** Start of Document extract **

“All the world’s a stage”, exclaims Jacques in his monologue in William Shakespeare’s As You Like It (Act II, Scene IV, Line 139). Global politics can be, and is often, viewed in the same manner. Many players with different agendas, characteristics, resources, incentives, schemes and plans.
It is no wonder then that the word “actor” is used frequently in global affairs.
When global politics was first studied, the subject was actually referred to, and still is in many parts of academia, as “international relations”. That is, relations between nation states. States were seen not only as the most important actor in international affairs but the only actors.
It was the idea that states were the sole operator globally and these nations acted in their own “national self-interest”.
Such an approach obscured and reduced the influence of other actors to zero. As the discipline evolved, other actors were incorporated into the analysis and were divided into two groups:
State Actors And Non-State Actors
The definition of a state is pretty straight forward. They are countries like France, China or Germany. They are sovereign. That is, they have the monopoly of power within their borders.
A sovereign state or country is independent and not under the authority of any other country
And these states act in their own national interest. According to one definition:
states exist within an anarchic international system in which they are ultimately dependent on their own capabilities, or power, to further their national interests. The most important national interest is the survival of the state, including its people, political system, and territorial integrity. Other major interests for realists include preservation of the culture and the economy.
So, in the early days of the study of international relations, the global system (stage) was deemed to be anarchic (i.e. no world government) and, thus, the only players or actors were sovereign states.

** End of Document extract **

:: List of tasks ::
**1)** In the text on state actors, what was global politics called when it was first studied?
**2)** Reproduce the text on state actors word for word, starting at "It is no wonder" and ending at "within their borders.".
**3)** Render this sentence from the text on state actors in French: "A sovereign state or country is independent and not under the authority of any other country".
The entries that follow come from a separate source and are unrelated to the text on state actors.

** Start of Entries supplied **

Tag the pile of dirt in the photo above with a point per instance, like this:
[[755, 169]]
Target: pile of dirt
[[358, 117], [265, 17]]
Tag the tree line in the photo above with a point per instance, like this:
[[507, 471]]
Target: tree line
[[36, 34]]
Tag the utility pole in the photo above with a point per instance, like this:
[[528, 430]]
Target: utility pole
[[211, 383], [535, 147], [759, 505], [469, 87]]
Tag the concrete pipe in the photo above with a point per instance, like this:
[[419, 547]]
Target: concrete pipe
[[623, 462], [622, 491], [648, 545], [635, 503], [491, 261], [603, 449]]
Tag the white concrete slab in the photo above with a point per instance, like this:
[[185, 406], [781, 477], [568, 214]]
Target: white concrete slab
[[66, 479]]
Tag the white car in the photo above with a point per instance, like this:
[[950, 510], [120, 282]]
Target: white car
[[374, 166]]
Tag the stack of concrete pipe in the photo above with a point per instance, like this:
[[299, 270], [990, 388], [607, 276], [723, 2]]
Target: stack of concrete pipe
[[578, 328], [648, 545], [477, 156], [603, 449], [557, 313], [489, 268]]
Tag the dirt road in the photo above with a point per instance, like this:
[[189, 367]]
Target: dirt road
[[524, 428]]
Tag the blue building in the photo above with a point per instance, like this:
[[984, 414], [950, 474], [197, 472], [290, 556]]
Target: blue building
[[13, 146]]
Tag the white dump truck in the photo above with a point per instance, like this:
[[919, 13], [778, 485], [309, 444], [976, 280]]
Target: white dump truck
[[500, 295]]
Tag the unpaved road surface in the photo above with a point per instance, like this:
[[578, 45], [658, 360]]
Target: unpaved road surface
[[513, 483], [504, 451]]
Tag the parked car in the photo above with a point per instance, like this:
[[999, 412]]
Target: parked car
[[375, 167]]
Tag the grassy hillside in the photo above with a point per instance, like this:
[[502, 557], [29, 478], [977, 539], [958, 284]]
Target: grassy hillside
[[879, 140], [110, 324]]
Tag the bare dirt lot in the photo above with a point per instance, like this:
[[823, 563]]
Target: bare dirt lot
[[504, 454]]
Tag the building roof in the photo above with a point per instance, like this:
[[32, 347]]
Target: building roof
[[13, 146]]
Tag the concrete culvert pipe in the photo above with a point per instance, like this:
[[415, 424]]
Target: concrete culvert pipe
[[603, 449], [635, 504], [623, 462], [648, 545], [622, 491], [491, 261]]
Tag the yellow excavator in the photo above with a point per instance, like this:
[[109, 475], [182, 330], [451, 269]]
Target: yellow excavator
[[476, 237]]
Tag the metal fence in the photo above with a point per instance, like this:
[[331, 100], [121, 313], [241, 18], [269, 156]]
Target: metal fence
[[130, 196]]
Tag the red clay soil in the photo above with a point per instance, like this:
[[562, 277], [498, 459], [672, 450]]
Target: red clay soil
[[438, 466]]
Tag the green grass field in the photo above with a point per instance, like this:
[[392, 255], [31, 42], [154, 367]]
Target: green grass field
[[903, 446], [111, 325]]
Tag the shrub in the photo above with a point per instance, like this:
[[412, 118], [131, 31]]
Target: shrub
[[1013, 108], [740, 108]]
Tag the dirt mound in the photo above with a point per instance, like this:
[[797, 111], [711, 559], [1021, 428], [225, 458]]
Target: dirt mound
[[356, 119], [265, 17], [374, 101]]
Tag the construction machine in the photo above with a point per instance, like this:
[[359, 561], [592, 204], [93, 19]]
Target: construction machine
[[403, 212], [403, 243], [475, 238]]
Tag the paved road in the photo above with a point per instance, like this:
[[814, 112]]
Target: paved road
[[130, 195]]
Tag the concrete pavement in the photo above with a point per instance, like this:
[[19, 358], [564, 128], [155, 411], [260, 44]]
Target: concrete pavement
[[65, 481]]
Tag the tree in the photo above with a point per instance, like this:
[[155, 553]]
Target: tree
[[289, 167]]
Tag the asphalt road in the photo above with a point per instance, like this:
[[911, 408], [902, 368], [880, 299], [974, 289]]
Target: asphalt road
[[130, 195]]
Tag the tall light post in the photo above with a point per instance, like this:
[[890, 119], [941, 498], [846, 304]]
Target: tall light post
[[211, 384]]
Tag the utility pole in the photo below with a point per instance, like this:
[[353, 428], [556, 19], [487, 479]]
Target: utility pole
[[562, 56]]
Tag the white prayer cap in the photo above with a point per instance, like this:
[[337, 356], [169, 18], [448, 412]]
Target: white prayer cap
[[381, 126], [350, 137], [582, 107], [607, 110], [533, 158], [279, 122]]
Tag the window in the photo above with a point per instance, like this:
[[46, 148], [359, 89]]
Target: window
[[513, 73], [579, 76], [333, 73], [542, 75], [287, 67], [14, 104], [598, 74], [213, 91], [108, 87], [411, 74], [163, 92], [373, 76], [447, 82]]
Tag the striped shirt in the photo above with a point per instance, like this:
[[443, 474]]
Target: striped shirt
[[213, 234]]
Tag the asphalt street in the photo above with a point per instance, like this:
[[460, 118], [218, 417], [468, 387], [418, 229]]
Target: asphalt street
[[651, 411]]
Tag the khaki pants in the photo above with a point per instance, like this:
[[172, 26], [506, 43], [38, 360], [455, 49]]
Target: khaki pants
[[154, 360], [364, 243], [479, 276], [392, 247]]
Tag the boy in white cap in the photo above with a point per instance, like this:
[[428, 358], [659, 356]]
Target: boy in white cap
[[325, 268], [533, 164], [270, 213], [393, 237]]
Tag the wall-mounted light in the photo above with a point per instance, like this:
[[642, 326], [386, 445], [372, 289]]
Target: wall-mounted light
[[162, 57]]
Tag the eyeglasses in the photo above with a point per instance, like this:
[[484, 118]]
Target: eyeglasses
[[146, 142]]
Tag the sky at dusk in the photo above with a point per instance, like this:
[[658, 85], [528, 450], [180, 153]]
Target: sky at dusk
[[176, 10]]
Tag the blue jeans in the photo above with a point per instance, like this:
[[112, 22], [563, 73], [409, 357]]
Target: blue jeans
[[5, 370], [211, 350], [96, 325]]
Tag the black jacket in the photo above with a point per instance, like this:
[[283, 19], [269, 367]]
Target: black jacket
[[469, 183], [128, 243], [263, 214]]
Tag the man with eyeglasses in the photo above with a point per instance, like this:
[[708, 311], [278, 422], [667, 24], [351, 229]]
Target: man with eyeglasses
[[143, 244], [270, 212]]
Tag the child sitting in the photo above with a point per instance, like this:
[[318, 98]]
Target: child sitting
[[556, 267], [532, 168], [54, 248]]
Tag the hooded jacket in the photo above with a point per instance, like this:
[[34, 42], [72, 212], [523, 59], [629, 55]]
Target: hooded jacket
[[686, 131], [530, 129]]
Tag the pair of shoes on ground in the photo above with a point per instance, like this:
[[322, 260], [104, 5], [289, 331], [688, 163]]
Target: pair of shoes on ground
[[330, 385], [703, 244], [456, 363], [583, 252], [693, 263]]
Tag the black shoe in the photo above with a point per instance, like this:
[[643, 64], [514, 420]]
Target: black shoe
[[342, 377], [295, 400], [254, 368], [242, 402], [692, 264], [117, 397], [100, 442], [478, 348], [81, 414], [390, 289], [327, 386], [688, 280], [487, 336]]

** End of Entries supplied **

:: Solved problems ::
**1)** It was called "international relations."

**2)**
It is no wonder then that the word “actor” is used frequently in global affairs.
When global politics was first studied, the subject was actually referred to, and still is in many parts of academia, as “international relations”. That is, relations between nation states. States were seen not only as the most important actor in international affairs but the only actors.
It was the idea that states were the sole operator globally and these nations acted in their own “national self-interest”.
Such an approach obscured and reduced the influence of other actors to zero. As the discipline evolved, other actors were incorporated into the analysis and were divided into two groups:
State Actors And Non-State Actors
The definition of a state is pretty straight forward. They are countries like France, China or Germany. They are sovereign. That is, they have the monopoly of power within their borders.

**3)** Un État souverain ou un pays est indépendant et n'est soumis à l'autorité d'aucun autre pays.